Portugal não ficou de fora destas evoluções, desenvolvendo também um corpo de normas destinado a definir as regras de entrada, residência, trabalho, asilo e afastamento de estrangeiros do território. Começava a nascer entre nós o Direito das Migrações, influenciado, muito em parte, pelos impulsos e pela necessidade de acompanhar as rápidas evoluções do Direito da União Europeia nesta matéria. De facto, a partir da década de 1990, com a abertura do Espaço Schengen e o paralelo – e depois convergente – desenvolvimento das competências da União Europeia nessa matéria, lançaram-se as bases daquilo que hoje corresponde ao complexo conjunto de normas que formam o direito comum de imigração da União Europeia (PEERS, 2011). Esse direito é composto, por um lado, por um conjunto de instrumentos que visam “abrir canais” para a imigração regular, como sejam o reagrupamento familiar e o trabalho altamente qualificado, entre outros. Ele é ainda formado por instrumentos destinados à luta contra a imigração ilegal, de onde surgiram instrumentos que impõem a criminalização de atos como o tráfico de pessoas, o auxílio à imigração ilegal e o combate ao emprego de cidadãos estrangeiros em situação irregular.
O direito das migrações procura, pois, disciplinar as políticas de imigração estaduais num corpo normativo coerente, mas que, à semelhança dos demais ramos do Direito, tem também de se enquadrar no conjunto de obrigações supralegais, que acabam por subtraí-lo a uma dependência exclusiva das necessidades estaduais de cada momento. Esse enquadramento supralegal decorre não apenas das constituições nacionais e do Direito da União Europeia, mas ainda dos instrumentos internacionais de proteção dos direitos humanos, cuja força expansiva neste domínio, paulatinamente afirmada pelos respetivos mecanismos de monitorização, se fez sentir com crescente premência.
Neste domínio, foram vários os instrumentos que foram surgindo para proteger, em específico, a pessoa migrante: a nível global, a atividade da Organização Internacional do Trabalho é, neste contexto, particularmente importante. Importa dar nota, desde logo, da Convenção n.º 97, relativa aos Trabalhadores Migrantes, de 1949, e da Convenção n.º 143, relativa às Migrações em Condições Abusivas e à Promoção da Igualdade de Oportunidades e de Tratamento dos Trabalhadores Migrantes, de 1975. Por seu turno, nas Nações Unidas foi assinada, após dez anos de negociações, a Convenção Internacional sobre a Proteção dos Direitos de Todos os Trabalhadores Migrantes e dos Membros das suas Famílias, de 1990. Este instrumento procurou afirmar-se como o mais completo tratado internacional em matéria de direitos dos estrangeiros, já que prevê direitos que extravasam a esfera da relação laboral, como o direito à vida, à proibição de tratamentos desumanos ou à liberdade de pensamento, bem como direitos próprios do estrangeiro, como o direito à identidade cultural ou as garantias relativas ao procedimento de expulsão ou detenção de imigrantes. Mas a sua importância central radica, em especial, na afirmação de que os estrangeiros em situação irregular são também titulares de determinados direitos. No entanto, esta Convenção permanece como um projeto mal conseguido, já que nem Portugal, nem qualquer outro país da União Europeia, a assinou. Foram, aliás, os tradicionais países “de origem” que o fizeram, fazendo passar a mensagem de que os países “de acolhimento” não estão suficientemente comprometidos com a salvaguarda dos direitos dos imigrantes.

:::

■ **OBJETIVO INDICADO 1**
Indique se cada afirmação está de acordo com o excerto sobre o direito das migrações: (a) Portugal assinou a Convenção das Nações Unidas de 1990; (b) essa Convenção foi assinada após dez anos de negociações; (c) a abertura do Espaço Schengen data da década de 1980. Responda sim ou não a cada uma e cite as palavras do excerto que o decidem.
■ **OBJETIVO INDICADO 2**
Escreva a continuação do excerto sobre o direito das migrações, a partir da última frase apresentada.

■ **CONTEÚDO DOS DADOS**

:::

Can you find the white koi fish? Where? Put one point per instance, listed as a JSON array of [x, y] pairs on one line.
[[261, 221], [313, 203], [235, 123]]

:::

■ **RESULTADO DA TAREFA 1**
(a) Não: "nem Portugal, nem qualquer outro país da União Europeia, a assinou."
(b) Sim: "foi assinada, após dez anos de negociações"
(c) Não: "a partir da década de 1990, com a abertura do Espaço Schengen"

■ **RESULTADO DA TAREFA 2**
Já no âmbito do Conselho da Europa, cabe dar nota da Convenção Europeia Relativa ao Estatuto Jurídico do Trabalhador Migrante, de 1977, considerada um dos maiores progressos no que toca à proteção dos trabalhadores estrangeiros a nível regional. Ela protege um amplo leque de direitos, contendo disposições que conferem direito ao tratamento nacional em diversos domínios, embora apenas se aplique aos nacionais dos Estados Partes e, por definição, às pessoas que exerçam uma ocupação remunerada no Estado de acolhimento. Por outro lado, apenas abrange os imigrantes em situação legal.
Este corpo “especializado” de normas supralegais não veio, porém, travar uma tendência cada vez mais restritiva das políticas de imigração nos países da União Europeia. Desde a década de 1980, os fluxos migratórios têm vindo a ser sujeitos, cada vez mais, a um controlo apertado dos Estados. Esta década corresponde, aliás, à generalização do conceito de “imigração ilegal”, visto como um fenómeno a combater – objetivo esse, como se viu, que merece o especial empenho da União Europeia. Por outro lado, os Estados passaram a ver nos fluxos migratórios um desafio aos vários fins que lhes incumbe prosseguir na comunidade estadual, entre os quais se contam a proteção do mercado de trabalho, a proteção da saúde financeira dos sistemas de segurança social, a proteção da ordem pública e da segurança nacional e, ainda, a proteção da identidade cultural dominante. Estes últimos dois fatores têm justificado, aliás, a adoção de políticas migratórias particularmente securitárias no seio dos Estados europeus.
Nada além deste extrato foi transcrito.